SET TASK ▸
Images appear in the records below; leave them out and repeat everything else exactly.

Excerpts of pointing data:
********************

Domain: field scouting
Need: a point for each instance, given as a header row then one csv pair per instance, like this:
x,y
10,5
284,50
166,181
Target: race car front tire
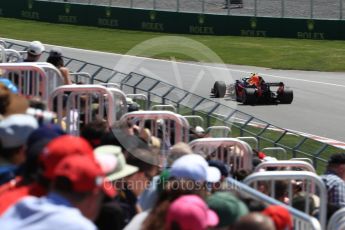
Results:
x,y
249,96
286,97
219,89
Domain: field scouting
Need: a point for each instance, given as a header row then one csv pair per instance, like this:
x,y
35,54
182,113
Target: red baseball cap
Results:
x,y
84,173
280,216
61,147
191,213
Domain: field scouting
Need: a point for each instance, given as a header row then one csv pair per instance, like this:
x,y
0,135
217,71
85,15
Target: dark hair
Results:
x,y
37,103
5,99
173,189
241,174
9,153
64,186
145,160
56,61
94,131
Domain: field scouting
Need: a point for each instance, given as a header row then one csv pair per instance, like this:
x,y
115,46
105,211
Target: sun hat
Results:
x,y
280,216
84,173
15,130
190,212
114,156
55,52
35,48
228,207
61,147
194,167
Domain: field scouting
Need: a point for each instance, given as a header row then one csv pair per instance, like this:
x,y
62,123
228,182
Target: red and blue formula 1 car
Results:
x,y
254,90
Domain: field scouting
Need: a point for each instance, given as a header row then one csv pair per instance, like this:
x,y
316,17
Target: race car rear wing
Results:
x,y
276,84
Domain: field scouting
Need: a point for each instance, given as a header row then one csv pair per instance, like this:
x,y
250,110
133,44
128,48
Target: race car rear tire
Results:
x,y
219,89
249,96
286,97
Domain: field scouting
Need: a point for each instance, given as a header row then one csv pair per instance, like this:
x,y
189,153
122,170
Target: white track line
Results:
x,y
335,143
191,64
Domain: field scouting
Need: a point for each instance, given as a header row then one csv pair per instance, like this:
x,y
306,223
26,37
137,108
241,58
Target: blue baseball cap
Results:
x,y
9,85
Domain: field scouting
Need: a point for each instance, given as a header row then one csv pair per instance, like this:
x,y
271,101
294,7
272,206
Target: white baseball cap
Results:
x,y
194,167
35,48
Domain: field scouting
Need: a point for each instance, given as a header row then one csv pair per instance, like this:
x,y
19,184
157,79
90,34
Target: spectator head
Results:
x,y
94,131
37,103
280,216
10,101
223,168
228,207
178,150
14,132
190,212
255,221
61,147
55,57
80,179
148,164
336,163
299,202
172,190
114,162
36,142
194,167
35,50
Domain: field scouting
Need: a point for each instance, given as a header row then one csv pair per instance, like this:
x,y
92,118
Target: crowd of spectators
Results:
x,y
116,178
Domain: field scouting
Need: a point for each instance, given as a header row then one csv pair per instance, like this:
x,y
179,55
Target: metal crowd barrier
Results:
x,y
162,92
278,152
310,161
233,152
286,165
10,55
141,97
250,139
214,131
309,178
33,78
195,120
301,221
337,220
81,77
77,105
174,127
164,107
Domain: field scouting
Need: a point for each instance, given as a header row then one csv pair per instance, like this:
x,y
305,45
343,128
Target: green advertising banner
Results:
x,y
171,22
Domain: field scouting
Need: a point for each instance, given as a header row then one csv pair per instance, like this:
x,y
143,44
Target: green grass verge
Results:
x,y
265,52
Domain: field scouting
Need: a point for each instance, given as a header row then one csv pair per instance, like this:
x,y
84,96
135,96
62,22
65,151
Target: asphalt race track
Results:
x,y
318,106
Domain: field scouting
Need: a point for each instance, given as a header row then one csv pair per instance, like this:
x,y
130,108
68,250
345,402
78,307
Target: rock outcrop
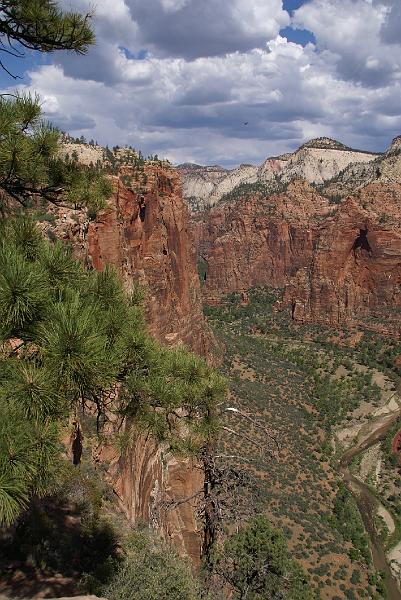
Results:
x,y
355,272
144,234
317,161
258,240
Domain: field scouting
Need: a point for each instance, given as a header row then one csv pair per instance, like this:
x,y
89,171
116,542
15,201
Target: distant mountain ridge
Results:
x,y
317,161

********************

TASK RESULT ▸
Domain: field scouting
Need: a point for each instance, given as a header row then one csv pair per instance, like this:
x,y
10,5
284,50
166,181
Target: race car front tire
Results:
x,y
249,96
286,97
219,89
Domain: field scouting
Need: a point for each instance, given as a header row then one csv pair per instance, like this:
x,y
35,54
182,113
Target: red baseball cap
Results:
x,y
84,173
280,216
61,147
191,213
Domain: field scouting
Need: a point for each instance, given as a header row then one csv pair per instance, like this:
x,y
0,135
217,71
85,15
Target: dark hair
Results:
x,y
37,103
5,99
173,189
241,174
9,153
64,186
145,160
56,61
94,131
Domain: field scouting
Need: a point for each instance, given as a header row then one csv pair per instance, like this:
x,y
115,46
105,211
Target: sun hat
Results:
x,y
280,216
84,173
15,130
190,212
114,156
55,52
35,48
228,207
61,147
194,167
Domain: field scouting
Need: a point for each instance, given as a header row then one csv pair per instance, like this:
x,y
62,123
228,182
Target: red and blue formula 1 car
Results:
x,y
254,90
Domain: field scouting
Need: a point for each instance, given as a header row then one csv pair per instance, like this:
x,y
316,17
Target: race car rear wing
Results:
x,y
276,84
Domain: field scouting
Need: a point for each instance, given as a header row then one csv pair per instance, like this:
x,y
250,110
133,44
128,48
Target: race car rear tire
Results:
x,y
219,89
249,96
286,97
Domain: field scouting
Need: a point for each instance, given as a header row then one csv pair per instance, like this:
x,y
189,153
122,170
Target: white track line
Results:
x,y
335,143
191,64
Domain: field scouting
Need: a point for each instance, given as a header row then one csv pair per instance, like this:
x,y
306,223
26,37
137,108
241,58
Target: blue baseball cap
Results:
x,y
9,85
Domain: field scouting
Need: a point for each instance, given as a header row then one csv pair per instance, like this:
x,y
271,101
294,7
272,206
Target: white baseball cap
Results:
x,y
194,167
35,48
Domain: field scouting
Need: a point for each instance, given as a header row then one csv pair per instance, like this:
x,y
19,184
157,79
90,34
Target: spectator head
Results:
x,y
94,131
37,103
280,216
10,101
223,168
228,207
178,150
14,132
190,212
255,221
61,147
55,57
80,179
148,164
336,163
299,202
172,190
114,162
36,142
194,167
35,50
Domain: field scouting
Need: a point for each instance, given as a header row then one csv pair per instance, like this:
x,y
92,118
Target: crowd of spectators
Results:
x,y
116,178
Domain: field scouting
Need: a point for each instance, given as a header row then one csv pair per instance, like this:
x,y
179,55
Target: metal crowd barrier
Results:
x,y
162,92
278,152
310,161
233,152
286,165
10,55
141,97
250,139
214,131
309,178
33,78
195,120
301,221
337,220
81,77
77,105
174,127
164,107
Domain: field scouting
Need: a point for each instance, given as a header row then one csv pair per instance, like this:
x,y
305,45
343,128
Target: green advertising banner
Results:
x,y
171,22
Domain: field scouting
Need: a point for each instance, given as a header row then one csv pair per instance, like this:
x,y
143,44
Target: green grass verge
Results:
x,y
265,52
Domain: field scouting
Need: a point for each instance, given as a header row then one csv pair per instance, like this:
x,y
84,96
135,96
62,22
65,151
Target: asphalt race track
Results:
x,y
318,106
Domain: field scouting
Need: a point for each instance, given as a header row then one csv pair per instance, like this:
x,y
130,108
68,250
345,402
78,307
Target: rock outcrop
Results:
x,y
355,272
144,234
317,161
258,240
Domain: field scouting
Need: a point for each instance, given as a header row then one csv pair per instance, like this:
x,y
89,171
116,542
15,201
Target: distant mountain ridge
Results:
x,y
317,161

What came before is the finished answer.